■ **What is expected**: Turn every line of the material below into a JSON list of strings, one string per line, skipping blank lines. Leave out the pictures.

------------------------------------------------------------

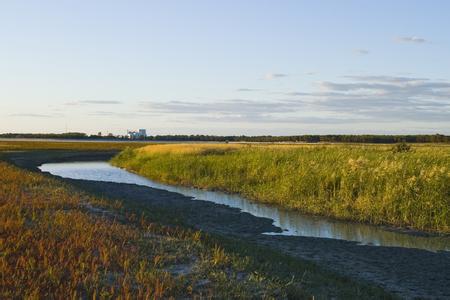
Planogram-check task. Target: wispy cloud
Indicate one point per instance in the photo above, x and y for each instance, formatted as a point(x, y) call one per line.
point(361, 51)
point(247, 90)
point(96, 102)
point(270, 76)
point(411, 39)
point(35, 115)
point(373, 99)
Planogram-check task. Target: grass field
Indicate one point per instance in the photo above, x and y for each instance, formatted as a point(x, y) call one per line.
point(59, 242)
point(366, 183)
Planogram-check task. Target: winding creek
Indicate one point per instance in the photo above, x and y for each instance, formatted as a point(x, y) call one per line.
point(291, 222)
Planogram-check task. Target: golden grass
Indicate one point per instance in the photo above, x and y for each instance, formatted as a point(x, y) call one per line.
point(59, 243)
point(190, 148)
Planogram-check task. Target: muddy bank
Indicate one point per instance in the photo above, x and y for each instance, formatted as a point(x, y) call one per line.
point(406, 272)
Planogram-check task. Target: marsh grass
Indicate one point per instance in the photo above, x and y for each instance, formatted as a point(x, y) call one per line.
point(54, 244)
point(14, 145)
point(364, 183)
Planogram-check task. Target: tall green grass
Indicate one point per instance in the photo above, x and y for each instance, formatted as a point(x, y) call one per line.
point(369, 183)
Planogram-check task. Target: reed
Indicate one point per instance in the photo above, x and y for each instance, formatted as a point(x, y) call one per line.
point(377, 184)
point(59, 243)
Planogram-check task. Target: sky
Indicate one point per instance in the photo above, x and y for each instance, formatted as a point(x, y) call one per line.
point(251, 67)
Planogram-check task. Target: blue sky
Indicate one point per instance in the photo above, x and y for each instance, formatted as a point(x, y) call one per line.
point(225, 67)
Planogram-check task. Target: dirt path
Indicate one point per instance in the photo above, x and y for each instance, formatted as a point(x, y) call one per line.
point(409, 273)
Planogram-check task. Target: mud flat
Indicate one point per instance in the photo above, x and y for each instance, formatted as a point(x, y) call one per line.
point(408, 273)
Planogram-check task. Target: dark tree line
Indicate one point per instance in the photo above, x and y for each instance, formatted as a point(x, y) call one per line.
point(335, 138)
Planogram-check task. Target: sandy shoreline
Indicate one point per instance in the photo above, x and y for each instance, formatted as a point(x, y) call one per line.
point(409, 273)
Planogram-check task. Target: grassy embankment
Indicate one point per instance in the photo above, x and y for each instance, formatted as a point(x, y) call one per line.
point(366, 183)
point(59, 242)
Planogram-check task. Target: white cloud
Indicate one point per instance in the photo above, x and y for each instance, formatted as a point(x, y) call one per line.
point(411, 39)
point(361, 51)
point(270, 76)
point(95, 102)
point(375, 99)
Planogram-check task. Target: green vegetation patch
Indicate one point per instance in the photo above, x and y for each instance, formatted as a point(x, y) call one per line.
point(401, 186)
point(59, 242)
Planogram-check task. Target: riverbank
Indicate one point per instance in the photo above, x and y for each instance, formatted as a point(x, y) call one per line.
point(404, 188)
point(394, 269)
point(225, 265)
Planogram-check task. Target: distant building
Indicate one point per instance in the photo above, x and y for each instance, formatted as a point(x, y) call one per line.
point(137, 135)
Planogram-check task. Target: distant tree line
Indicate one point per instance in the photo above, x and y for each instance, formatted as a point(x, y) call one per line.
point(335, 138)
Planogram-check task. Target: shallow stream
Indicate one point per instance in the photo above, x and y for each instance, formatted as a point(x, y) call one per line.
point(292, 222)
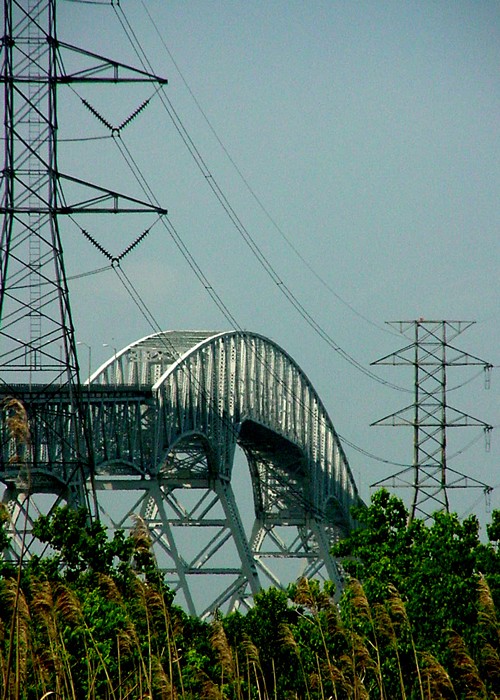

------------------------------------------------------------

■ **Solved problem**:
[
  "Planogram-check task. Target: wispy cloud",
  "Indicate one point per instance in the photo above, x and y for each instance, formatted as a point(x, y) call one per line.",
  "point(361, 51)",
  "point(247, 90)",
  "point(96, 102)",
  "point(270, 76)",
  "point(411, 39)",
  "point(35, 115)",
  "point(373, 99)",
  "Planogram-check task. Target: grass field",
  "Indicate one point per instance in the photo above, x and y for each instance, formatted as a point(x, y) call one per line.",
  "point(59, 242)",
  "point(366, 183)",
  "Planogram-check task. Target: winding creek",
  "Indicate one point per instance in the photo above, x and y for each instance, formatted as a point(x, y) call one per line.",
  "point(291, 222)",
  "Planogram-check task. Target: golden grass",
  "Indicate one point per instance in the photo above, x and y for each instance, formatted as a point(x, y) call one per line.",
  "point(59, 243)",
  "point(190, 148)",
  "Planogram-check task. Target: muddy bank",
  "Indicate one point per instance in the photo above, x and y for each instance, formatted as a point(x, y) call one per line.",
  "point(406, 272)",
  "Planogram-check task. Target: marsh grass",
  "Indicate one point per instance in the photo above, x and y for each instance, formatted as a point(x, y) call one per line.",
  "point(54, 244)",
  "point(14, 145)",
  "point(364, 183)",
  "Planogram-check task. Target: tall green grass",
  "Indicate one point per instance in the photo above, x and y for each instance, formatted as a point(x, y) call one per line.",
  "point(369, 183)",
  "Planogram-check task. Target: reed",
  "Indicate one point per instance in the photo above, x and y for each instance, formatted as a point(x, y) call one per line.",
  "point(377, 184)",
  "point(59, 243)",
  "Planogram-check task. Target: sky",
  "Indicate one point per instance in the photo above, x and y for each instance, formatted as a point(x, y) call one per line.",
  "point(251, 67)",
  "Planogram-check task. Target: blue sky",
  "Indicate one point per instance in the photo above, x and y for each instance, formatted as a point(x, y) call one per line.",
  "point(225, 67)",
  "Planogram-check task. Target: dirt path",
  "Indicate one point per instance in the photo above, x and y for each instance, formatted as a point(x, y) call one per line.",
  "point(409, 273)",
  "Planogram-check task. Target: mud flat",
  "Indicate one point per instance in the photo above, x and y for each instance, formatted as a point(x, y) call one per line.",
  "point(408, 273)",
  "Planogram-check task. Target: dark tree line",
  "Indicate one point per instance in the photo above, x and y for each instance, formatted as a point(x, y) call one per line.",
  "point(335, 138)",
  "Planogram-check task. Target: sandy shoreline",
  "Indicate one point per instance in the photo above, x and y for each instance, formatted as a point(x, y) call one per line.",
  "point(409, 273)",
  "Planogram-check task. Target: grassy embankment",
  "Indicate one point per instance in the photo above, x and y for each instance, formatted as a point(x, y) call one per line.",
  "point(366, 183)",
  "point(59, 242)",
  "Planogram-check task. Target: white cloud",
  "Indicate one point per instance in the photo above, x and y for each instance, formatted as a point(x, y) call one per line.",
  "point(411, 39)",
  "point(361, 51)",
  "point(270, 76)",
  "point(95, 102)",
  "point(375, 99)",
  "Planogram-check task. Target: green vegetation patch",
  "Indicate one point per instance in the photo above, x and y for each instance, formatted as a point(x, y) call one per line.",
  "point(401, 186)",
  "point(59, 242)",
  "Planogram-check task. Target: riverbank",
  "Indicate one point per instance in the photo above, x and y for each instance, formatted as a point(x, y) call one per line.",
  "point(404, 188)",
  "point(394, 269)",
  "point(225, 265)",
  "Planogram-check task. Target: distant building",
  "Indicate one point per instance in the photo above, x and y for each instance, formatted as a point(x, y) call one per line.",
  "point(137, 135)",
  "Planogram-check task. Target: distant tree line",
  "Indicate one point per instance in the photo above, x and y for each instance, formatted as a point(x, y) call one per line.",
  "point(335, 138)",
  "Planogram-check task. Target: shallow stream",
  "Indicate one point per instance in the photo above, x and y for each instance, formatted as a point(x, y) call one per line.",
  "point(292, 222)"
]